### DESCRIPTION OF THE TASK
Starting at the line with "form (309, 16)?" and going on through the line with "(1287, 186)", express those lines of the rows as a JSON list of strings, one string per line. Leave out blank lines and the picture.

* Begin TASK MATERIAL *

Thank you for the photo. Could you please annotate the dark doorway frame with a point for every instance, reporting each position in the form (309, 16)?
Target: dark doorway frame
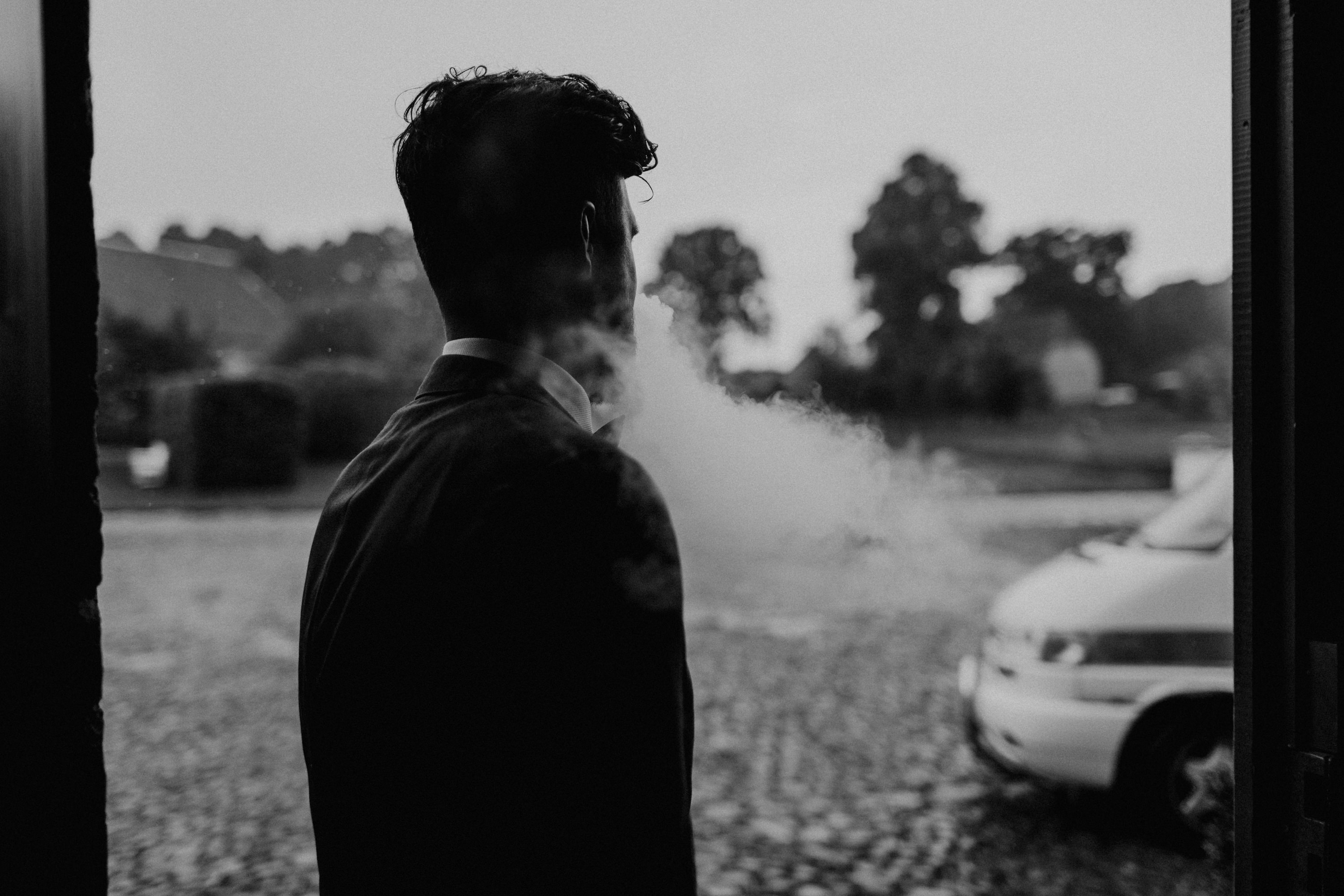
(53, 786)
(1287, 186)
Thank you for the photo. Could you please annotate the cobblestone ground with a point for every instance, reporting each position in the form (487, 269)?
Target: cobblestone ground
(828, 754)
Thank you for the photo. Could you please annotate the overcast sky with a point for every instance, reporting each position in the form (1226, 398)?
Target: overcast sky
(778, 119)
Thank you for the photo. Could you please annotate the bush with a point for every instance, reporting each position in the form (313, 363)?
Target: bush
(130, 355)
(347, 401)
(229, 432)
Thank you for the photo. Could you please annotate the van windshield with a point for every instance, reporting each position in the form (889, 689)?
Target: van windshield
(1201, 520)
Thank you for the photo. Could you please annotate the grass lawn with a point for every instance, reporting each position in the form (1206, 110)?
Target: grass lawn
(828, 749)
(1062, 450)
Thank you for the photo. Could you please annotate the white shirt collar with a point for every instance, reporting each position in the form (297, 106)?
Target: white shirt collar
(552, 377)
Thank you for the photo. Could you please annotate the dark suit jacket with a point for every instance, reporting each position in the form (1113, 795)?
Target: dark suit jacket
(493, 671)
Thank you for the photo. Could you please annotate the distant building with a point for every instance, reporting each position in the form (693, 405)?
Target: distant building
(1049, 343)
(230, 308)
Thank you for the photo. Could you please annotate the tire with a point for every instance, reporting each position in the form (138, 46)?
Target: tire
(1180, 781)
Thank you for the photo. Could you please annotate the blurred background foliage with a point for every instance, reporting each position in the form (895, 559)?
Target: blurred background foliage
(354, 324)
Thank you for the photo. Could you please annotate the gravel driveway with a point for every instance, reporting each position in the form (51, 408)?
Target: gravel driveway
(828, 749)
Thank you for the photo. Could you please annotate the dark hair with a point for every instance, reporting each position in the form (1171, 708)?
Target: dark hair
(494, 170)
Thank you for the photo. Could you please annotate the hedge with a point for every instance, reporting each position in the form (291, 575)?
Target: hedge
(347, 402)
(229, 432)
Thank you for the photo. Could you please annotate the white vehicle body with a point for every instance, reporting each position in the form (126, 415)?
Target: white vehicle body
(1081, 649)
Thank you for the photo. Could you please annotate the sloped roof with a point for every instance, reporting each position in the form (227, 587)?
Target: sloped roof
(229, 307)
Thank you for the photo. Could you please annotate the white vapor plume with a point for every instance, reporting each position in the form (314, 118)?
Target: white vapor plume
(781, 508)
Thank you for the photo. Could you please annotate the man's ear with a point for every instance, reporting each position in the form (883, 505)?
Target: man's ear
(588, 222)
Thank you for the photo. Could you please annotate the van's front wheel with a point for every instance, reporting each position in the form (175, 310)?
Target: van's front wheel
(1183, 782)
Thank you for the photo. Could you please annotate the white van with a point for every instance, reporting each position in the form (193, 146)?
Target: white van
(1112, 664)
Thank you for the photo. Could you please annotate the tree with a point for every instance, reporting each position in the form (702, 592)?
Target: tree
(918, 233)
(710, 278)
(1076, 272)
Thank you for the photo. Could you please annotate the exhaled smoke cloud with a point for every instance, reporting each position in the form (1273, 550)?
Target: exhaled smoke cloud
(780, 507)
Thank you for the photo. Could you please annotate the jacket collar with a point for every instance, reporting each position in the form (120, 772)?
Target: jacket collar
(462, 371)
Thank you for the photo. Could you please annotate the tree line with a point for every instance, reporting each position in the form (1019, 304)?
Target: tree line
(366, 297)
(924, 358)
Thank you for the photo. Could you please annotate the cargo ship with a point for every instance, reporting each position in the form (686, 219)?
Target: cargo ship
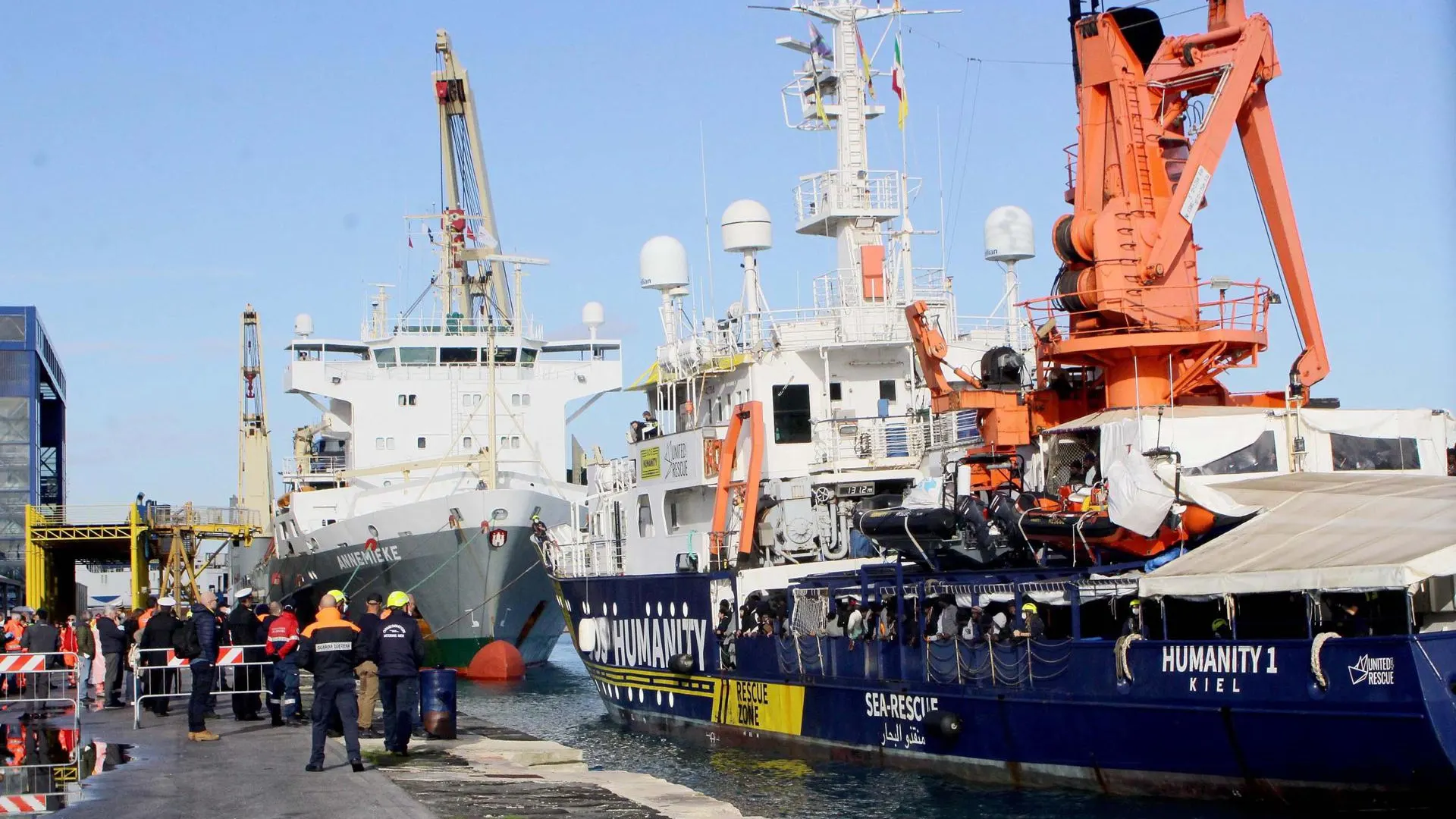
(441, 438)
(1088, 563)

* End TASK MATERIAL *
* Begin TASK MATERIAL *

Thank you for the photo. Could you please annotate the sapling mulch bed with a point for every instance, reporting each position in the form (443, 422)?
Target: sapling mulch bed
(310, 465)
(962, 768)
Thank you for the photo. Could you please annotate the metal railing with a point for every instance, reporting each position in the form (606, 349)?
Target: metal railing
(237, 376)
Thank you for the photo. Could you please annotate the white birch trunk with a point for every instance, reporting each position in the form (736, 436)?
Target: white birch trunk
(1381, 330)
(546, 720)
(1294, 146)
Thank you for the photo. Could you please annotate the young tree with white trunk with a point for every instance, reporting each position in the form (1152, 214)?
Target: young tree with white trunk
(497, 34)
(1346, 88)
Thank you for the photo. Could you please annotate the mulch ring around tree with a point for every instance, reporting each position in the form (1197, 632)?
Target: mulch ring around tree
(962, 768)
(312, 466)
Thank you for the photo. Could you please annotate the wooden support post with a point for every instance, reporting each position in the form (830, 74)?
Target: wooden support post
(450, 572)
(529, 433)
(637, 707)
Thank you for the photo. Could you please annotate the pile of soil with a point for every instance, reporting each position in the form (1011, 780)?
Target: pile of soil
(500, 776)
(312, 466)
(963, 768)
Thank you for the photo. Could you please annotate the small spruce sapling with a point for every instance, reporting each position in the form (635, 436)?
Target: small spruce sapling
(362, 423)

* End TASK MATERIAL *

### TASK RESPONSE
[
  "Thank you for the photo. Could you please annotate the dark doorway frame with a point for every instance, reporting each position in the form (309, 16)?",
  "Target: dark doorway frame",
  "(53, 786)",
  "(1287, 186)"
]